* _Verilen alıntı_:

==========

12 Eylül ihtilaliyle birlikte Türkiye Cumhuriyeti, yeni iktisadi ve kültürel politikalar takip etti. Fakat bu politikaların sorunları çözmek için mi yoksa yeni sorunlar yaratmak için mi üretildikleri hâlâ anlaşılabilmiş değil. Örneğin Kürt sorununun bugünkü boyutlara ulaşmasında 12 Eylül ihtilalini yapanların ihtilal sonrasında takip ettikleri siyasetlerin ne ölçüde katkısı olduğu araştırılmalıdır.
Diğer bir önemli değişim de herhalde ülkenin yaşadığı hızlı dindarlaşmaydı. “Ilımlı İslam”, “Yeşil Kuşak Projesi” gibi adlandırmalarla İslamcısından Kemalistine pek çok çevrenin sürekli şüpheyle baktıkları bir dindarlaşmaydı bu. Bu bağlamda “başörtüsü meselesi” söz konusu eğilimi kontrol altına almak için sistemin attığı bir düğüm özelliği taşıyordu. Fakat anlaşılan bu önlemler yetmedi ki, siyaset dışı müdahalelerle süreç birileri tarafından kontrol altında tutulmaya çalışıldı. 28 Şubat post-modern darbesi, 27 Nisan e-muhtırası, Anayasa Mahkemesi’nde açılan parti kapatma davaları ve yakınlarda gerçekleşen Ergenekon imzalı bir dizi girişim de bu kontrol ve geçmiş dönemin elitlerinin imtiyazlarını kaybetmeme çabalarının dışavurumlarıdır.

==========

* _İşaretleme veri kümesi kayıtları_:
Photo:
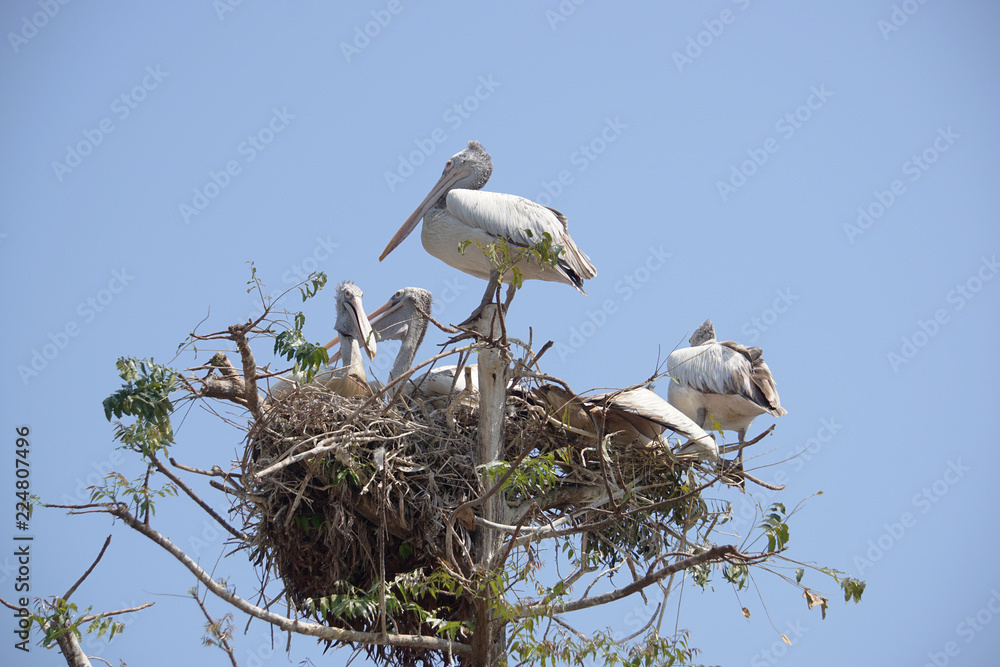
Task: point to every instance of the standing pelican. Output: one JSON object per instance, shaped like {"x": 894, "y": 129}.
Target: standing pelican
{"x": 726, "y": 380}
{"x": 399, "y": 318}
{"x": 456, "y": 210}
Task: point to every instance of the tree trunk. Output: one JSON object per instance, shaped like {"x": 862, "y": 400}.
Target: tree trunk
{"x": 489, "y": 640}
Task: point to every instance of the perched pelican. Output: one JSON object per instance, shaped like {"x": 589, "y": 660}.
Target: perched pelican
{"x": 726, "y": 380}
{"x": 399, "y": 319}
{"x": 637, "y": 414}
{"x": 456, "y": 210}
{"x": 355, "y": 331}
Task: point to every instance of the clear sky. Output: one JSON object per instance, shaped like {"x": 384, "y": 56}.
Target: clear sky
{"x": 818, "y": 178}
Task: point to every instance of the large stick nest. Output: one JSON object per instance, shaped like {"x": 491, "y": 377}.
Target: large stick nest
{"x": 345, "y": 494}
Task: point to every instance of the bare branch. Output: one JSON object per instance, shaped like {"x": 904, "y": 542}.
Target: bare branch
{"x": 282, "y": 622}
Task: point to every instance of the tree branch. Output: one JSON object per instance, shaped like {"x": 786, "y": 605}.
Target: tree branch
{"x": 282, "y": 622}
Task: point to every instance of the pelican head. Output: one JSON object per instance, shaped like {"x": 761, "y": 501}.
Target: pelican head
{"x": 466, "y": 170}
{"x": 393, "y": 319}
{"x": 703, "y": 334}
{"x": 351, "y": 319}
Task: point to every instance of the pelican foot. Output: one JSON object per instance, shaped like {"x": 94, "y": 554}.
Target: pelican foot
{"x": 732, "y": 473}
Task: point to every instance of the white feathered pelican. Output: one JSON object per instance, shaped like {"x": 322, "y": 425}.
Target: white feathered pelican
{"x": 457, "y": 210}
{"x": 355, "y": 333}
{"x": 726, "y": 380}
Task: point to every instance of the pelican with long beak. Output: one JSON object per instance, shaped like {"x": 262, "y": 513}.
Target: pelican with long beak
{"x": 457, "y": 210}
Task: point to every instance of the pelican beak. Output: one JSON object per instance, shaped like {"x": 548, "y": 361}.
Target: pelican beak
{"x": 364, "y": 327}
{"x": 378, "y": 314}
{"x": 445, "y": 183}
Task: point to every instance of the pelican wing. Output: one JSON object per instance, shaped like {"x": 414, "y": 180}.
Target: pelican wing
{"x": 764, "y": 389}
{"x": 646, "y": 405}
{"x": 512, "y": 217}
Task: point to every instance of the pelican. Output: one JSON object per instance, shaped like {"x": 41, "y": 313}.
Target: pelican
{"x": 637, "y": 414}
{"x": 456, "y": 210}
{"x": 355, "y": 331}
{"x": 400, "y": 319}
{"x": 726, "y": 380}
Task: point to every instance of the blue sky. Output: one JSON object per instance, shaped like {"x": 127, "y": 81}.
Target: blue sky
{"x": 818, "y": 178}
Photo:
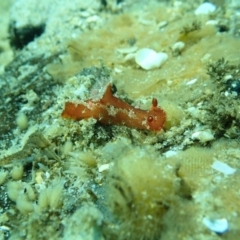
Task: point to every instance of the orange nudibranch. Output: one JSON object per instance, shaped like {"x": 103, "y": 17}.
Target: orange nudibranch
{"x": 112, "y": 110}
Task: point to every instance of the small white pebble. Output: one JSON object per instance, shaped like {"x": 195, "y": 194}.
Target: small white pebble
{"x": 216, "y": 225}
{"x": 205, "y": 8}
{"x": 203, "y": 136}
{"x": 117, "y": 70}
{"x": 191, "y": 82}
{"x": 212, "y": 22}
{"x": 67, "y": 147}
{"x": 223, "y": 168}
{"x": 162, "y": 24}
{"x": 170, "y": 153}
{"x": 22, "y": 121}
{"x": 149, "y": 59}
{"x": 104, "y": 167}
{"x": 3, "y": 176}
{"x": 178, "y": 46}
{"x": 127, "y": 50}
{"x": 17, "y": 172}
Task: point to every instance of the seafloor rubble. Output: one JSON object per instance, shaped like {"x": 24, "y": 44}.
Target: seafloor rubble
{"x": 66, "y": 179}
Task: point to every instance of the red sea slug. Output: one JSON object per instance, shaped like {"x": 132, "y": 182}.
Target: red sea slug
{"x": 112, "y": 110}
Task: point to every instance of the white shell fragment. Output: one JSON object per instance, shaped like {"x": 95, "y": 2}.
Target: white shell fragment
{"x": 178, "y": 46}
{"x": 104, "y": 167}
{"x": 216, "y": 225}
{"x": 223, "y": 168}
{"x": 149, "y": 59}
{"x": 203, "y": 136}
{"x": 205, "y": 8}
{"x": 191, "y": 82}
{"x": 127, "y": 50}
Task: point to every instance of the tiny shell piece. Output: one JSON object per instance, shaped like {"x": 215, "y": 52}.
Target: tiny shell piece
{"x": 127, "y": 50}
{"x": 216, "y": 225}
{"x": 149, "y": 59}
{"x": 205, "y": 8}
{"x": 223, "y": 168}
{"x": 203, "y": 136}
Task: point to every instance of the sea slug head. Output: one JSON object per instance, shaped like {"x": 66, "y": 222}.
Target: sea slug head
{"x": 156, "y": 117}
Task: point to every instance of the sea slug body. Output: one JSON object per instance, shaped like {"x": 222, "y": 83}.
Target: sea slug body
{"x": 112, "y": 110}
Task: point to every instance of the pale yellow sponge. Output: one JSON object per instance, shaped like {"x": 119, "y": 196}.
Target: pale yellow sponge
{"x": 141, "y": 187}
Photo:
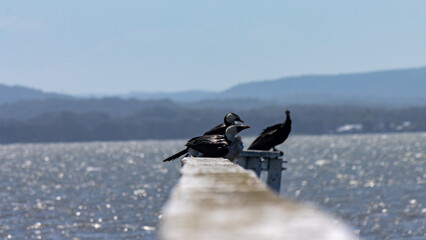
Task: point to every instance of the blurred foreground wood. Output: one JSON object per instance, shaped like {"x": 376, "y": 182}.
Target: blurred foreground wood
{"x": 219, "y": 200}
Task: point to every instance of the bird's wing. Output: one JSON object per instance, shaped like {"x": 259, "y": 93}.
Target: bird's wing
{"x": 271, "y": 128}
{"x": 210, "y": 146}
{"x": 263, "y": 141}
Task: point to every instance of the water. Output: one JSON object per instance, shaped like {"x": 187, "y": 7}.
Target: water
{"x": 115, "y": 190}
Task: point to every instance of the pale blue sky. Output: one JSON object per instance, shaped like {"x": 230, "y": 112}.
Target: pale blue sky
{"x": 101, "y": 46}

==========

* _Görev tanımı_: Lütfen 12 Eylül sonrası Türkiye'yi ele alan alıntıda "Diğer bir önemli" ile başlayıp "kaybetmeme çabalarının dışavurumlarıdır." ile biten bölümü, "post-modern" yerine "postmodern" koyarak yeniden yazın. Yalnızca verilen alıntıya dayanın.

* _Yazılı yanıt_:
Diğer bir önemli değişim de herhalde ülkenin yaşadığı hızlı dindarlaşmaydı. “Ilımlı İslam”, “Yeşil Kuşak Projesi” gibi adlandırmalarla İslamcısından Kemalistine pek çok çevrenin sürekli şüpheyle baktıkları bir dindarlaşmaydı bu. Bu bağlamda “başörtüsü meselesi” söz konusu eğilimi kontrol altına almak için sistemin attığı bir düğüm özelliği taşıyordu. Fakat anlaşılan bu önlemler yetmedi ki, siyaset dışı müdahalelerle süreç birileri tarafından kontrol altında tutulmaya çalışıldı. 28 Şubat postmodern darbesi, 27 Nisan e-muhtırası, Anayasa Mahkemesi’nde açılan parti kapatma davaları ve yakınlarda gerçekleşen Ergenekon imzalı bir dizi girişim de bu kontrol ve geçmiş dönemin elitlerinin imtiyazlarını kaybetmeme çabalarının dışavurumlarıdır.